The input:
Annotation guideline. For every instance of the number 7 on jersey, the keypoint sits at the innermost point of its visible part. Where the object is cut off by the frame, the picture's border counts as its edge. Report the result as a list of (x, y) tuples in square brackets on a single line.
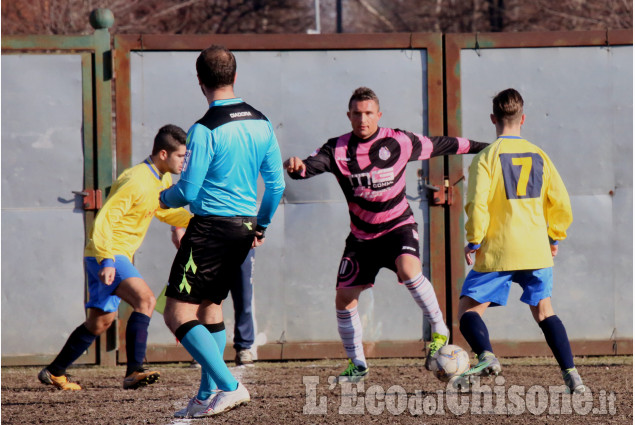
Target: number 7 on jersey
[(522, 174)]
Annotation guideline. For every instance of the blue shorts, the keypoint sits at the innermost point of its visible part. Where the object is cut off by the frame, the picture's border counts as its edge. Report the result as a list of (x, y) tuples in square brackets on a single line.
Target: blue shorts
[(101, 295), (494, 287)]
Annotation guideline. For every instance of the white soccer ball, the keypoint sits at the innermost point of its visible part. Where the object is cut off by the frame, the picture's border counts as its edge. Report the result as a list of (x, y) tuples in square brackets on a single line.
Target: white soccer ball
[(449, 361)]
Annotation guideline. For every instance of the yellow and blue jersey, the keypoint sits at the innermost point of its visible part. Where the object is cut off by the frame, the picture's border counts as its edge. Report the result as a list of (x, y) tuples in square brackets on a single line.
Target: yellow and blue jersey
[(123, 221), (516, 202)]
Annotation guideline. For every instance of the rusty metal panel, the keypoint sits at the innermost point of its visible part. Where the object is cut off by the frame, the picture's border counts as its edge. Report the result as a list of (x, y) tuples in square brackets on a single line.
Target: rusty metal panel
[(578, 100)]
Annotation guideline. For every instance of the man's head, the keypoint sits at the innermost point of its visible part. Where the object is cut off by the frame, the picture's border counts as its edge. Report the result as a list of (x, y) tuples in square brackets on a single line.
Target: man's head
[(507, 108), (216, 67), (363, 112), (168, 151)]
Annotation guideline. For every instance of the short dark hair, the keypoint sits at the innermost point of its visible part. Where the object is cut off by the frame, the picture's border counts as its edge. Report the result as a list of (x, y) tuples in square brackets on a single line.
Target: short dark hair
[(216, 67), (362, 93), (507, 106), (169, 138)]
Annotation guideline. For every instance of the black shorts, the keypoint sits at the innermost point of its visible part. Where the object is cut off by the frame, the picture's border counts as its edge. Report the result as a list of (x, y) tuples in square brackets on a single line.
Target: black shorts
[(209, 258), (362, 259)]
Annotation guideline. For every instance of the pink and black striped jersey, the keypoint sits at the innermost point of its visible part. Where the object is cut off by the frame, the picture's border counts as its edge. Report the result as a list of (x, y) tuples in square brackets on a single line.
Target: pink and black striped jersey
[(371, 173)]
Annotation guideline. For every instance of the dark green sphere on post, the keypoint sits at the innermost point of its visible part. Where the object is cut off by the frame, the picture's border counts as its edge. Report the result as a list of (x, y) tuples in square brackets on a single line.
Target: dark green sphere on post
[(101, 18)]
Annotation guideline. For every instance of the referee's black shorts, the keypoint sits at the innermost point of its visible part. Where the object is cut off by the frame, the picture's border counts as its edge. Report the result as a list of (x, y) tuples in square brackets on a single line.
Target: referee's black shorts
[(210, 255)]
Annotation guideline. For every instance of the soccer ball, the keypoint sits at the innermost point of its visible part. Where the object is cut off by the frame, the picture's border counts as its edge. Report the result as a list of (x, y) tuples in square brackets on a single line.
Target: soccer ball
[(449, 361)]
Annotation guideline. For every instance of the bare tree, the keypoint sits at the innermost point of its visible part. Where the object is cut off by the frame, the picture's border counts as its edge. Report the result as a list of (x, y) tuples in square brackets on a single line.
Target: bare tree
[(298, 16)]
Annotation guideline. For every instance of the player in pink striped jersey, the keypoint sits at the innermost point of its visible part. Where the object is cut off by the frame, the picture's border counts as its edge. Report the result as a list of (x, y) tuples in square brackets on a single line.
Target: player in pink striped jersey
[(369, 164)]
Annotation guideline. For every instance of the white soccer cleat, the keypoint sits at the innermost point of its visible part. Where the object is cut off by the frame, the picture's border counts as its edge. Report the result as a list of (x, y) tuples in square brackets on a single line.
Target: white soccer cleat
[(225, 401), (194, 406)]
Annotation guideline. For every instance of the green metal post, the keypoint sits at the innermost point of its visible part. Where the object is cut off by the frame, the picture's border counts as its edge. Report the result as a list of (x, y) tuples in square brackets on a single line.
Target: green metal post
[(101, 20)]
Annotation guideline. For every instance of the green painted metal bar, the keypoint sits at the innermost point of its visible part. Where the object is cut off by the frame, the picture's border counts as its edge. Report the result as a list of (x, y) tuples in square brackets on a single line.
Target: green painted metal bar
[(101, 20), (48, 42)]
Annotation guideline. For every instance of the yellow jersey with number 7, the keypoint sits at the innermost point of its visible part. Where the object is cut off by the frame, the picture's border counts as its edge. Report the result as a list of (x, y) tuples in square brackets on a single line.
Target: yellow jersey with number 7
[(516, 201)]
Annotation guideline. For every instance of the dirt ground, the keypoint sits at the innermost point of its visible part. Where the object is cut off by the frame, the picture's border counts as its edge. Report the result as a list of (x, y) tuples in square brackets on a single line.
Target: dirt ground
[(398, 391)]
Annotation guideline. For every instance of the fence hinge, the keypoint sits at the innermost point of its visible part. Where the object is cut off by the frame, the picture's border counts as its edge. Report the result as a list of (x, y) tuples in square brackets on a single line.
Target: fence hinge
[(440, 195), (92, 198)]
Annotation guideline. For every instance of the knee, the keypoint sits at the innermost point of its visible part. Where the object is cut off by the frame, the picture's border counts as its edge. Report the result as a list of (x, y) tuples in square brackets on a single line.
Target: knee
[(98, 327), (146, 304)]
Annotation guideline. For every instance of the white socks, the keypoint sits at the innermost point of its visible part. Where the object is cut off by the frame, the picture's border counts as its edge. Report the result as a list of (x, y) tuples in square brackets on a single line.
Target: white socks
[(422, 291)]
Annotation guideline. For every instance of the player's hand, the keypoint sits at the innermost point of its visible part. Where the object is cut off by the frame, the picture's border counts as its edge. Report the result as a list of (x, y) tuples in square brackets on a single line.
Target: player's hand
[(107, 275), (177, 234), (259, 238), (294, 165), (468, 254), (257, 242), (554, 250)]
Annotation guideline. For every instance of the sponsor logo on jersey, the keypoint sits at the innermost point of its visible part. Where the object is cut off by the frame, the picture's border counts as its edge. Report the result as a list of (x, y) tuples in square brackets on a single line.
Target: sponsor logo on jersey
[(240, 114), (384, 153), (376, 179)]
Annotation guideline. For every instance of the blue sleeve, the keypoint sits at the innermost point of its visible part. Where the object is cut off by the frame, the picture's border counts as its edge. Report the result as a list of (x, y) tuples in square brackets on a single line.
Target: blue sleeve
[(272, 174), (198, 157)]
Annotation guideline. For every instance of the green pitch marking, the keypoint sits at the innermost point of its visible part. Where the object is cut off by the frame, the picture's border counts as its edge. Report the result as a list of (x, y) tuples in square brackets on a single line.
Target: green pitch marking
[(189, 265)]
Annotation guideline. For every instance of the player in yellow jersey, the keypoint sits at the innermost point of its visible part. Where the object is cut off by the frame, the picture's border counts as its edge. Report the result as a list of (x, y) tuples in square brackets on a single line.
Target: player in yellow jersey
[(117, 233), (518, 209)]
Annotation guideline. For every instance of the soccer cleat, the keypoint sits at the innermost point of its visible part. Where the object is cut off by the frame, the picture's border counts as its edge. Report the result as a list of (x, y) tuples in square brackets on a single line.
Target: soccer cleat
[(353, 373), (140, 378), (244, 357), (438, 341), (195, 406), (487, 364), (60, 382), (573, 381), (225, 401)]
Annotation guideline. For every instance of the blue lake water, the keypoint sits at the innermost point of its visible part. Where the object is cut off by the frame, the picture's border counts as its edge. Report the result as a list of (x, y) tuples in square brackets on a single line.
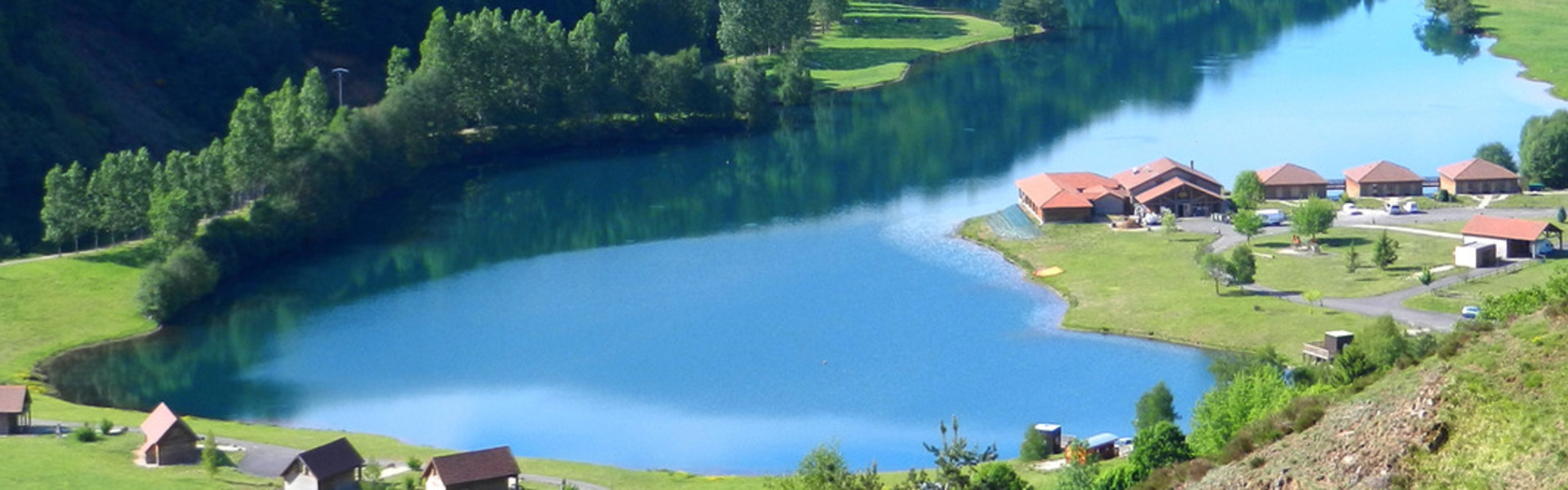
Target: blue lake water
[(725, 305)]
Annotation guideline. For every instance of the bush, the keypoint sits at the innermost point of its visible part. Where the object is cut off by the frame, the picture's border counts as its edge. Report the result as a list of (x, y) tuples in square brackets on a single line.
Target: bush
[(180, 280)]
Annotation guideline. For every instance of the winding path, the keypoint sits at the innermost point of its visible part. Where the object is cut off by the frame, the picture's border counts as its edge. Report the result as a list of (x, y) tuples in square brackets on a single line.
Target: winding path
[(1390, 304)]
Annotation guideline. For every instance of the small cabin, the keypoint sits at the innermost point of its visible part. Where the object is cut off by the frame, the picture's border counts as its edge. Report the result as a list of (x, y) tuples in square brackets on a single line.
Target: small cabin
[(1053, 435), (1329, 349), (168, 440), (16, 410)]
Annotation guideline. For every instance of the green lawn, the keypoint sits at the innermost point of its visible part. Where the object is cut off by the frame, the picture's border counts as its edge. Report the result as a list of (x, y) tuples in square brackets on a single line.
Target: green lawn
[(1471, 292), (47, 462), (877, 41), (1530, 32), (1140, 285), (54, 305), (1327, 272), (1534, 200)]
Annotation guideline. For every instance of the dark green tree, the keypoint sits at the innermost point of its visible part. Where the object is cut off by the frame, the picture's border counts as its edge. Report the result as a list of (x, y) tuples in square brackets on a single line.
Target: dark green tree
[(1313, 217), (1385, 252), (1242, 265), (1247, 192), (1156, 406), (1496, 153), (1159, 447), (1544, 149)]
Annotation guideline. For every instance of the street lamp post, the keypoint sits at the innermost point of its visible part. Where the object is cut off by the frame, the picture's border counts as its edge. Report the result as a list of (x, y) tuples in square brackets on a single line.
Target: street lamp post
[(341, 73)]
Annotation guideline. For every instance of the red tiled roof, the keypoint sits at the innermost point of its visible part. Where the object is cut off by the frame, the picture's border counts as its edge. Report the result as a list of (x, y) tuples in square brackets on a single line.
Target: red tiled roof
[(1476, 170), (158, 425), (13, 399), (332, 459), (1382, 172), (1170, 185), (1290, 175), (1068, 190), (1143, 173), (1506, 228), (472, 467)]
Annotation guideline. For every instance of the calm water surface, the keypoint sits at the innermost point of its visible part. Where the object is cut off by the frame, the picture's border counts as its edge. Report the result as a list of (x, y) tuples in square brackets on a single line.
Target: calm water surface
[(726, 305)]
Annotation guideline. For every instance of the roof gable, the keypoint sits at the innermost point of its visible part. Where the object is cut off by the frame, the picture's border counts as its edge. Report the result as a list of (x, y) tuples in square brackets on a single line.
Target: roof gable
[(1382, 172), (472, 467), (158, 425), (1148, 172), (1290, 175), (332, 459), (1476, 170), (1506, 228), (15, 399)]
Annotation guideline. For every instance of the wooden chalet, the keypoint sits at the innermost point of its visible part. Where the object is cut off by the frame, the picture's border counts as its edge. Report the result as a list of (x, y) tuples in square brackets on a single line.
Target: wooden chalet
[(1513, 239), (16, 410), (168, 440), (1382, 180), (1165, 184), (475, 470), (328, 467), (1477, 176), (1290, 181), (1070, 197)]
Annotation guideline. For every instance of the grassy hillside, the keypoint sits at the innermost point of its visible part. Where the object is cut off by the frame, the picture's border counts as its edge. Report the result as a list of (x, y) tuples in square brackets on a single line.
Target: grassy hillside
[(1534, 32)]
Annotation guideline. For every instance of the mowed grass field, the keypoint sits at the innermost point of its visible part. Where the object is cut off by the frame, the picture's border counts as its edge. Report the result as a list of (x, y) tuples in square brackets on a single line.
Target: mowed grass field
[(877, 41), (1140, 285), (1327, 272), (1534, 32)]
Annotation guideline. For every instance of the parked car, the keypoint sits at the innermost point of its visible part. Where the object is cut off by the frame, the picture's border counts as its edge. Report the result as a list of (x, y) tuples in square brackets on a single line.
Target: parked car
[(1272, 217)]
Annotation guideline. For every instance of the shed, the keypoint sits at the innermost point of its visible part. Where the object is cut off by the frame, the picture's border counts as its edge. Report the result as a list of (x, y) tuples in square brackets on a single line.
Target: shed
[(1380, 180), (328, 467), (1477, 176), (168, 440), (475, 470), (1053, 435), (1102, 445), (16, 410), (1515, 239), (1290, 181), (1476, 255), (1333, 343)]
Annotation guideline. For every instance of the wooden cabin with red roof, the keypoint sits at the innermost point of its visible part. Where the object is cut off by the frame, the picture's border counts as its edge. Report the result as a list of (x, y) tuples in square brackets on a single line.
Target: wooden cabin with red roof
[(1477, 176), (1382, 180), (16, 410), (168, 440), (475, 470), (1165, 184), (1513, 239), (1070, 197), (1290, 181)]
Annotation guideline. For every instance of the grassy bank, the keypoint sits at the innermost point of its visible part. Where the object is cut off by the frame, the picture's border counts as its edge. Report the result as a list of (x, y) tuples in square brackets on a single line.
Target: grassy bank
[(1327, 272), (1140, 285), (1530, 32), (877, 41)]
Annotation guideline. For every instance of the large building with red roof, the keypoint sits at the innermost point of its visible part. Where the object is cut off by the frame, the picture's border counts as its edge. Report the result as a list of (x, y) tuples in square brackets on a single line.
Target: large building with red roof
[(1070, 197), (1165, 184), (1477, 176), (1382, 180), (1290, 181)]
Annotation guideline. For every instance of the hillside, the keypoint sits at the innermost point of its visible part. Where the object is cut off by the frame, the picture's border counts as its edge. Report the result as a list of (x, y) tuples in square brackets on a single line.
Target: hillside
[(1489, 415)]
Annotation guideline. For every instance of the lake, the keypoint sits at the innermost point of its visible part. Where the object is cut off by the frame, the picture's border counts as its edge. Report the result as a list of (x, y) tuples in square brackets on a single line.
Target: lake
[(725, 305)]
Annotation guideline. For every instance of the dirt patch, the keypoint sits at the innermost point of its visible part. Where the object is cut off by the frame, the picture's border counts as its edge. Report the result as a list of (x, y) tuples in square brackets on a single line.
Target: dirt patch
[(1356, 445)]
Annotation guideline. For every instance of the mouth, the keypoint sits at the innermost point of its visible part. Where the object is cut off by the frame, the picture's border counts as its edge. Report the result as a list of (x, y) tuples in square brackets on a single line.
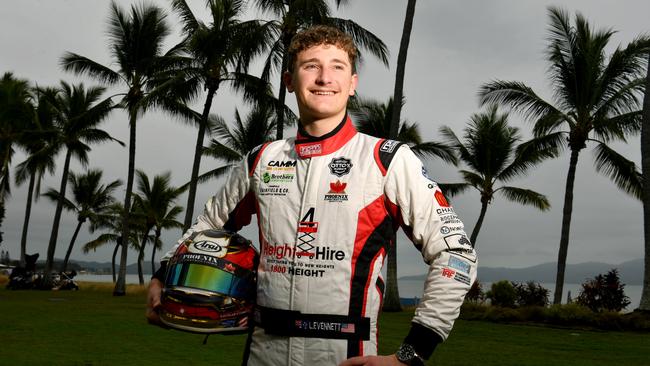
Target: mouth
[(323, 92)]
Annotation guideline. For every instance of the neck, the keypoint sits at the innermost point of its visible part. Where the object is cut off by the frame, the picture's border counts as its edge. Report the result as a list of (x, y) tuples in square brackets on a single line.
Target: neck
[(320, 127)]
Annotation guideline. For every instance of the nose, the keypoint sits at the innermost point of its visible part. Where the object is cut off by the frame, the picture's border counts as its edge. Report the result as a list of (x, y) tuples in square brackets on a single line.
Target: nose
[(324, 76)]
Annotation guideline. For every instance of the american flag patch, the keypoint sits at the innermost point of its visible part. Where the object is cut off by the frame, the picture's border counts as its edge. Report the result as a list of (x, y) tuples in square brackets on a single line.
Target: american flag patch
[(347, 328)]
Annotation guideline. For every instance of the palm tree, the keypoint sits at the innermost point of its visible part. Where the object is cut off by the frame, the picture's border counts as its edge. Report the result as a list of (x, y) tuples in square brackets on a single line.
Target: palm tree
[(38, 135), (154, 202), (219, 52), (110, 222), (374, 118), (78, 112), (16, 111), (90, 199), (595, 101), (136, 41), (232, 144), (295, 15), (398, 93), (491, 152), (645, 165)]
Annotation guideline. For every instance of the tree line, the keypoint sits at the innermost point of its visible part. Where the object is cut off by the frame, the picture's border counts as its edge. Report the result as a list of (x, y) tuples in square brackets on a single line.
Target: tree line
[(596, 101)]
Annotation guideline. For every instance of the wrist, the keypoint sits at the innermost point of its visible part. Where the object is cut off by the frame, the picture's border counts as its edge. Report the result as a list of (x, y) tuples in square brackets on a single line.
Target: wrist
[(407, 355)]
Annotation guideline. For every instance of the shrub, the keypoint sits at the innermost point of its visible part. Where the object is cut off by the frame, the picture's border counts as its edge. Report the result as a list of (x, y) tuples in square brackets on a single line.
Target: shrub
[(569, 314), (531, 294), (475, 293), (502, 294), (604, 293)]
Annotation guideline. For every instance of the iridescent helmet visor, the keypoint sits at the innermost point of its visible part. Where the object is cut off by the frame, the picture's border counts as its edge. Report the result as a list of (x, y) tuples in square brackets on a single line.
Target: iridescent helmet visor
[(206, 294), (228, 280)]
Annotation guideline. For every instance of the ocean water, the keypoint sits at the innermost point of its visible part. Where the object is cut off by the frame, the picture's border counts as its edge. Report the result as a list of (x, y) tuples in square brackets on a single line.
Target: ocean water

The problem:
Wherever the string "ocean" shows up in the material, copy the line that holds it.

Response to this exercise:
Annotation guideline. For every instance of the ocean water, the keypoint sits at the innermost point of its visible part. Where the object is cut off by the frame, the picture's border counts as its edge. Report the result as a list of (x, y) tuples in square brackets on a single line.
Target: ocean water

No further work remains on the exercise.